• _Selected extract_:

▽

Identify rule that governs pattern in series.

I have a series of terms in a sequence and need to identify the rule that produces it. I know it is based on a damped harmonic oscillator but I am not sure which formula governs the interval. Here is the string, it is the interval rates in seconds: (108, 88, 92, 76, 80, 68, 64, 56, 40, 32, 8, 8) the closest I have come is: D_n = Asin(Bn + C)exp(-Dn) + E
A = Amplitude of the wave (could be around 28, as you noted that the sequence never went more than 28 in any direction) B = Frequency of the wave (which affects how “quickly” the wave oscillates - this could be tweaked to match the observed pattern) C = Phase shift of the wave (could potentially be 0 if the wave starts at its peak) D = Damping coefficient (this affects how quickly the oscillations decay - would need to be chosen to match the decay observed in the sequence) E = Equilibrium position (which would be 8, as the sequence oscillates around 8)

댓글 수: 7

That proposed function leads to poor results, at least if exp(-Dn) is understood as exp(-D*n)
You don't have sufficient information to estimate (with any degree of confidence) those 5 parameters from that little data. You have only 12 data points, representing only a small fraction of one period of any oscillatory sequence.
Walter Roberson
Walter Roberson 2023년 7월 9일
편집: Walter Roberson 2023년 7월 9일
Your n is acting as the independent variable, with integer values. Now suppose you had a B0 for the sin(B*n+C) term. Let B=B0+k*2*pi for integer k. n*(B0+k*2*pi) = n*B0 + n*k*2*pi but n and k are integer and sin is periodic so that is the same as sin(n*B0+C). Therefore you should constrain B and C to one period of sin()

△

• _Brief A_: Pick out each line in the records that contains the word "basil" and copy it.

• _Material for this exercise_:

▽

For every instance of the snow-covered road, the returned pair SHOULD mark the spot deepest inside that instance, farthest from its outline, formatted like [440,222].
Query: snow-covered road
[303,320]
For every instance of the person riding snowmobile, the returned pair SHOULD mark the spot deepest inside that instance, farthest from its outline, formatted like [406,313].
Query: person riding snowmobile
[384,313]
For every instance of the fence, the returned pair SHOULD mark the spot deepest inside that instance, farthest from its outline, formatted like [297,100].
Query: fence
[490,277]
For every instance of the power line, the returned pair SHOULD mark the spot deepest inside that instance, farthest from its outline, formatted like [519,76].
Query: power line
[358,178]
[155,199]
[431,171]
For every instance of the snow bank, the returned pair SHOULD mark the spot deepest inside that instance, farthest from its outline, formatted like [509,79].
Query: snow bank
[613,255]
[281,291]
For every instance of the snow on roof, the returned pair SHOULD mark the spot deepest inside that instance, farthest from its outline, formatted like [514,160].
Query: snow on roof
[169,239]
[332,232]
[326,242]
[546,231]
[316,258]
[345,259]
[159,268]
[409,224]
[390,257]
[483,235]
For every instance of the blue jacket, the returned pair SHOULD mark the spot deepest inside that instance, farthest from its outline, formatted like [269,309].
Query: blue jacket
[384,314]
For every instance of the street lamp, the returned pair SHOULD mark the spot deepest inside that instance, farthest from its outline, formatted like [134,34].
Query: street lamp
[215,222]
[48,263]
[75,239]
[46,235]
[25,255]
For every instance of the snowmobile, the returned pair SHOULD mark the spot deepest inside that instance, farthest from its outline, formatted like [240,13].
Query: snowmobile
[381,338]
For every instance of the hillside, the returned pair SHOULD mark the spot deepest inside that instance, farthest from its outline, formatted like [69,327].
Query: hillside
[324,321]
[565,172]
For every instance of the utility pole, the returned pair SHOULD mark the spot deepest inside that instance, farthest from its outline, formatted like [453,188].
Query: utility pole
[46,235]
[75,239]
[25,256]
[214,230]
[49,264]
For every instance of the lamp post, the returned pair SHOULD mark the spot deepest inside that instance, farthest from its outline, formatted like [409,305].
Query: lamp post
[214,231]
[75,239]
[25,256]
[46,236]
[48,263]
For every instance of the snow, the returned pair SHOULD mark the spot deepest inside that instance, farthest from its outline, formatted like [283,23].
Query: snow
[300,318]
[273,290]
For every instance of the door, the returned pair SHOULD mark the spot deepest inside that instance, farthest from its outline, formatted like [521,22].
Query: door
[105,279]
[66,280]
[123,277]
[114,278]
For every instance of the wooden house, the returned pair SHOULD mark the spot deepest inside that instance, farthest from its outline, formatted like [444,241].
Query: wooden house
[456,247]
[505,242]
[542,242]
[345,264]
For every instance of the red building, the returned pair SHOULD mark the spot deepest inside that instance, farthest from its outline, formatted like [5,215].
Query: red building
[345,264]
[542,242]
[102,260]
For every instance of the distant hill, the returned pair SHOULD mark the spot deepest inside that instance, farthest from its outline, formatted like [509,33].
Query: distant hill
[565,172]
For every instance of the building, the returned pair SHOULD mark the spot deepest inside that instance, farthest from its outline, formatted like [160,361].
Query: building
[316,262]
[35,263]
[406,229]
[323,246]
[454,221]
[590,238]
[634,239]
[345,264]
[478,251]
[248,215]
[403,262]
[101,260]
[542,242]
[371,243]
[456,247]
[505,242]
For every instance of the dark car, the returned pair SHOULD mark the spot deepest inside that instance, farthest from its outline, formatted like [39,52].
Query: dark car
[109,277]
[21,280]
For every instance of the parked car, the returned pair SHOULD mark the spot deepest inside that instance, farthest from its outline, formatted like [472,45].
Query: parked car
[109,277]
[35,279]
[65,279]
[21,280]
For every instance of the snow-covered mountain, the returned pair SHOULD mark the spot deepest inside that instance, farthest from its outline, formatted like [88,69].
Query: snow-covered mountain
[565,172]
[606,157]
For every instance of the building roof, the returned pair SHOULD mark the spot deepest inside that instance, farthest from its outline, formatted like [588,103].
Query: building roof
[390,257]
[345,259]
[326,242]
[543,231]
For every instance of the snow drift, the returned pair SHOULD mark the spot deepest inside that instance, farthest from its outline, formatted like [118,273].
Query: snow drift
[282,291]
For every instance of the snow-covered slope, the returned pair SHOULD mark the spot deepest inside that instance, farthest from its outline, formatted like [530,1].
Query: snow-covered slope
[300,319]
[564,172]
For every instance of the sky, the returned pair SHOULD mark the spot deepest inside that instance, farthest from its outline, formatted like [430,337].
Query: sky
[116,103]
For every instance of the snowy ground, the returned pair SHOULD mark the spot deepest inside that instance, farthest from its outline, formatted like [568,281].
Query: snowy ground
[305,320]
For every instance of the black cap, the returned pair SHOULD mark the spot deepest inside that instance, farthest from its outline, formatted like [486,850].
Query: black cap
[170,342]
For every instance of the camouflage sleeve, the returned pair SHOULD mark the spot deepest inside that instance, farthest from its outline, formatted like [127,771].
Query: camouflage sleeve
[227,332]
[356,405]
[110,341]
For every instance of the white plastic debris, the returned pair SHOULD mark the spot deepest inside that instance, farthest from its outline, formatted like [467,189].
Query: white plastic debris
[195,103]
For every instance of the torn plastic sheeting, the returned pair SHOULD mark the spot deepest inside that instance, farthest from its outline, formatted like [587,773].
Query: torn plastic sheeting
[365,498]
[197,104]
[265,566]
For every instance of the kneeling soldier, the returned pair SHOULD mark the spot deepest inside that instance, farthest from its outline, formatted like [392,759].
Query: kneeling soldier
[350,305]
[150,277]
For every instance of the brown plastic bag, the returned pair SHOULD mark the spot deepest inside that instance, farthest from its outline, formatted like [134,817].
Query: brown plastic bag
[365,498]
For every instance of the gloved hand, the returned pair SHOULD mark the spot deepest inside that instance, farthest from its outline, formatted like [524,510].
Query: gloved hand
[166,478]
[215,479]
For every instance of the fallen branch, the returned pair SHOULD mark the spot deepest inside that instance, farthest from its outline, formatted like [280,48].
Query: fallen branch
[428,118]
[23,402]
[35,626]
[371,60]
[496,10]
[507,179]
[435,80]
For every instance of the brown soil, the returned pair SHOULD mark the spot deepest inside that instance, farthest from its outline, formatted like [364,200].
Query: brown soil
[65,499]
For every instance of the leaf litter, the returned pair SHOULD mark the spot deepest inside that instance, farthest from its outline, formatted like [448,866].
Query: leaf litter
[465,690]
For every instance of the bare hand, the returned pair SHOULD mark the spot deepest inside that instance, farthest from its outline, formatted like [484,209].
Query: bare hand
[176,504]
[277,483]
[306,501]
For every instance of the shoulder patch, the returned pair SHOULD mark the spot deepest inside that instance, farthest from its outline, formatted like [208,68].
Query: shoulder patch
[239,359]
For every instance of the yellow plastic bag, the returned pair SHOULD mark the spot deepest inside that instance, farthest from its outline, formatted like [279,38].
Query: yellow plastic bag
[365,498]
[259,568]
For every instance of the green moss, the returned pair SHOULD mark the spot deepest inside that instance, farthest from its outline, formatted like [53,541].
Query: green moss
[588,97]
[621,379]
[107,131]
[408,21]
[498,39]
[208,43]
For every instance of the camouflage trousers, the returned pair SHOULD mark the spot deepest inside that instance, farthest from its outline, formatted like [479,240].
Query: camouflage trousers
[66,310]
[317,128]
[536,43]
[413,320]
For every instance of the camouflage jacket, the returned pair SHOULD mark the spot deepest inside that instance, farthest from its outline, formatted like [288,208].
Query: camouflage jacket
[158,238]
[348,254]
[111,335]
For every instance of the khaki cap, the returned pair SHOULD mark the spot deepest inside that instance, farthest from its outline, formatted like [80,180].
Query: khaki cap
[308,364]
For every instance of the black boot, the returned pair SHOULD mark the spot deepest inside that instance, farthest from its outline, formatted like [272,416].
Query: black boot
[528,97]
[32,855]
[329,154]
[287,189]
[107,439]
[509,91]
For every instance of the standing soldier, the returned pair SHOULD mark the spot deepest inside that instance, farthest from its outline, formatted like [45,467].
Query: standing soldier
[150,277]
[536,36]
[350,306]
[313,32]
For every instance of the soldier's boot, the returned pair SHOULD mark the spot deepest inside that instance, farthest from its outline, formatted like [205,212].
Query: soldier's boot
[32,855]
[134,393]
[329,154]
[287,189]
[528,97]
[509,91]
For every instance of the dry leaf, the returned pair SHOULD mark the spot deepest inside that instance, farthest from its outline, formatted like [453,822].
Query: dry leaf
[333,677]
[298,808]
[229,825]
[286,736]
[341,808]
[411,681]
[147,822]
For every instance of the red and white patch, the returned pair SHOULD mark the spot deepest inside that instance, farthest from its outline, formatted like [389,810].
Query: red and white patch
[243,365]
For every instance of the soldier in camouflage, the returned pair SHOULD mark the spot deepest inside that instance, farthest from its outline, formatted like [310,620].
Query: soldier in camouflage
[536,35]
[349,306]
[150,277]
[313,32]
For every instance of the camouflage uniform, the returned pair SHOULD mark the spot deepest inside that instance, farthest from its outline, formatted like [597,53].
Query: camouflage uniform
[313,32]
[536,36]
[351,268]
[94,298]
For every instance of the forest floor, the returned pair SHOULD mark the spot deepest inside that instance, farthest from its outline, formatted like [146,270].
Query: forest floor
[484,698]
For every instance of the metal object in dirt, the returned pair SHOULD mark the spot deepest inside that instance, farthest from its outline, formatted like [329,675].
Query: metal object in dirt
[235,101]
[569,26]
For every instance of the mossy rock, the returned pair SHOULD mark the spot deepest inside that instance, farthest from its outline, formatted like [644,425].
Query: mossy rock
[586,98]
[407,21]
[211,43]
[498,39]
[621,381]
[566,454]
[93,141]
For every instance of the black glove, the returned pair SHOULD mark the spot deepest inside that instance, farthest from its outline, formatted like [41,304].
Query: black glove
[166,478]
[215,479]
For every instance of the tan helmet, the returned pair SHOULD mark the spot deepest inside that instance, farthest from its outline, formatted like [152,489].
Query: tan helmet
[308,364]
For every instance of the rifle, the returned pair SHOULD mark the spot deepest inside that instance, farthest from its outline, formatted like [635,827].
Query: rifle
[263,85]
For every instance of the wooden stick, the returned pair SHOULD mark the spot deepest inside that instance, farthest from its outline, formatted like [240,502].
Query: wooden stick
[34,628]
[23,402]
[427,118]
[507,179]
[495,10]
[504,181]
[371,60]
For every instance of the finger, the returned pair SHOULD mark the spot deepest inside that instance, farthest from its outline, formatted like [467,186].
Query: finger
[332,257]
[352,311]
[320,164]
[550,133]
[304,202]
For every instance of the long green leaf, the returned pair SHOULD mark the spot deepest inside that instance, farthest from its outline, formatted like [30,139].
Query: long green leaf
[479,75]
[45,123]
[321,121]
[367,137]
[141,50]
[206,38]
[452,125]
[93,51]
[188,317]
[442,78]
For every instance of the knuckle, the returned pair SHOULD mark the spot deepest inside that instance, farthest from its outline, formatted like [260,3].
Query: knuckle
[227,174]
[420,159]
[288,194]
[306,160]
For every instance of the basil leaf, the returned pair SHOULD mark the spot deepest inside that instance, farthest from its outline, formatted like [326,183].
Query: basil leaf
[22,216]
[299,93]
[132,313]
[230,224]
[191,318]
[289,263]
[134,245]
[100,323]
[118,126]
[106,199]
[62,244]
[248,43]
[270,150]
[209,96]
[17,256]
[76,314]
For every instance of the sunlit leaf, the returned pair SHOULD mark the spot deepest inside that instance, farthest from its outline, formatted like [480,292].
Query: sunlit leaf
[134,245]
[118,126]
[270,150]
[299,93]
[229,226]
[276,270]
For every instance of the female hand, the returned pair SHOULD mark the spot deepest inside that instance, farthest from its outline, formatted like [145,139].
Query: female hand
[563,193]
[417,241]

△

• _Brief B_: Extend the forum thread about fitting a damped oscillator formula to a series of intervals, starting after its last sentence.

• _Written response A_:
For every instance of the basil leaf, the returned pair SHOULD mark the spot deepest inside that instance, farthest from its outline, formatted like [326,183].
Query: basil leaf

• _Written response B_:
Just to add a little more detail to the excellent comments by @Walter Roberson and @John D'Errico, here is what happens when you do try to fit that function to your data:
% Your data
n = (1:12)'; % (I assume that this is implied.)
D_n = [108, 88, 92, 76, 80, 68, 64, 56, 40, 32, 8, 8]';
% Tabulate the data
tbl = table(n,D_n);
% Define function that will be used to fit data
% (F is a vector of fitting parameters)
f = @(F,n) F(1).*sin(F(2).*n + F(3)).*exp(F(4).*n) + F(5);
% Initial parameter guesses
beta0 = [1 1 0 1 0];
% Fit the model
mdl = fitnlm(tbl,f,beta0)
Warning: The Jacobian at the solution is ill-conditioned, and some model parameters may not be estimated well (they are not identifiable). Use caution in making predictions.
mdl =
Nonlinear regression model: D_n ~ F1*sin(F2*n + F3)*exp(F4*n) + F5 Estimated Coefficients: Estimate SE tStat pValue ___________ ______ ___________ ________ F1 45.576 15.483 2.9437 0.018604 F2 -2.3136e-05 462.16 -5.0061e-08 1 F3 11.102 75.416 0.14721 0.88661 F4 0.098244 48.651 0.0020194 0.99844 F5 150.85 387.71 0.38907 0.70737 Number of observations: 12, Error degrees of freedom: 8 Root Mean Squared Error: 6.43 R-Squared: 0.971, Adjusted R-Squared 0.96 F-statistic vs. constant model: 89.8, p-value = 1.68e-06
% Calculate the model values at the empirical x
D_n_predicted = predict(mdl,n);
% Plot the data and fit
figure
plot(n,D_n,'*',n,D_n_predicted,'g');
legend('data','fit')
There is lots going wrong here. Two big issues are
  • The warning that some model parameters are not estimated well
  • The errors ("SE" in the model output table) on the parameter estimates are huge compared to the estimates themselves, and the implications of that for their statistical significance
These both point to this being a terrible model (which John, Walter and I would simply know intuitively from experience), but is also borne out by the model fit.
Note that I might have been able to do a bit better with more precise initial parameter guesses. But that is a fool's errand. When you have a very small amount of data, you cannot (sensibly) fit a model that has many parameters.
You have not mentioned the purpose for this fit. Why are you doing it at all? What did you plan to do with the result? There may be a more sensible alternative.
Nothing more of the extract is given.